_Texto de estudo_.
++++++++++

12/30/2006

Da responsabilidade do Estado e dos cidadãos

Existem no mundo milhões de cidadãos que não pagam impostos, a não ser os que estão directamente incluídos no preço dos (poucos) produtos que adquirem. Não se trata aqui de evasão fiscal. O que sucede é que essas pessoas não auferem o suficiente para serem onerados com uma quantia imposta pelo Estado. Se não vivermos num Estado que se diga social, pode admitir-se que nesses casos o Estado não se sinta obrigado a cuidar muito dessas pessoas. Mesmo assim, educação e saúde fazem parte dos itens a respeitar. Até que ponto é já outra questão.

++++++++++

_Tarefa a realizar_. Imprima sem alterações o trecho do texto sobre a responsabilidade do Estado e dos cidadãos que começa em "Da responsabilidade do" e termina em "já outra questão.".

++++++++++

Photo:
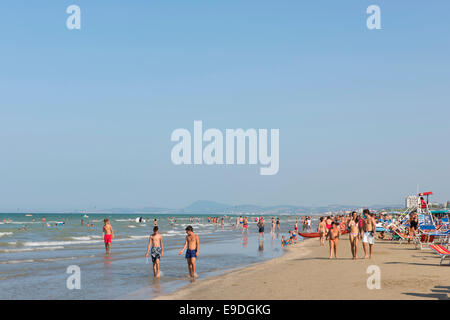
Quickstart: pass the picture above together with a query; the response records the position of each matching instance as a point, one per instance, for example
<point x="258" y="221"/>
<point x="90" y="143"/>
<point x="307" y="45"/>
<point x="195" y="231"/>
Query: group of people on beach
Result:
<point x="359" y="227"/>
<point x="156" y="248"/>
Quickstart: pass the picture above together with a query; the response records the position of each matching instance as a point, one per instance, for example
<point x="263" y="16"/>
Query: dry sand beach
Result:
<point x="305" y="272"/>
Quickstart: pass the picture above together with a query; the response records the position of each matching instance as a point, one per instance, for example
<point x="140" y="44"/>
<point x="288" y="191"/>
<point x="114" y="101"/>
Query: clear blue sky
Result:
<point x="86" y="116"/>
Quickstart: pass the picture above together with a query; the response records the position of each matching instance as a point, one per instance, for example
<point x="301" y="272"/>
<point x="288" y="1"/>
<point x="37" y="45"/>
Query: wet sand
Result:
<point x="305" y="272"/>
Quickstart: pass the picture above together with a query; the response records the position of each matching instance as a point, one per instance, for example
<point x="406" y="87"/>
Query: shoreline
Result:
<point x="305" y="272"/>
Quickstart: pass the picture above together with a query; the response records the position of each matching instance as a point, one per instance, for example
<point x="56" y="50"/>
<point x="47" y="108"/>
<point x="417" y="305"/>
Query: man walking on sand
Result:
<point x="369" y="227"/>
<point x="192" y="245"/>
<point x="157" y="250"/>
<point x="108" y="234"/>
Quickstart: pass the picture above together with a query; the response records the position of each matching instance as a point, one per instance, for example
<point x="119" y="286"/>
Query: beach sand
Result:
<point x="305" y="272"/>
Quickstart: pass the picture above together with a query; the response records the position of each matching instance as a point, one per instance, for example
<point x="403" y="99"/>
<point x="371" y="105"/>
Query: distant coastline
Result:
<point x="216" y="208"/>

++++++++++

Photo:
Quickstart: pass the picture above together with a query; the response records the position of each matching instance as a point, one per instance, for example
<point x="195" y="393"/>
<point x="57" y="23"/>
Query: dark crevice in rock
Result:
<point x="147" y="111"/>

++++++++++

_Resposta ao exercício_.
Da responsabilidade do Estado e dos cidadãos

Existem no mundo milhões de cidadãos que não pagam impostos, a não ser os que estão directamente incluídos no preço dos (poucos) produtos que adquirem. Não se trata aqui de evasão fiscal. O que sucede é que essas pessoas não auferem o suficiente para serem onerados com uma quantia imposta pelo Estado. Se não vivermos num Estado que se diga social, pode admitir-se que nesses casos o Estado não se sinta obrigado a cuidar muito dessas pessoas. Mesmo assim, educação e saúde fazem parte dos itens a respeitar. Até que ponto é já outra questão.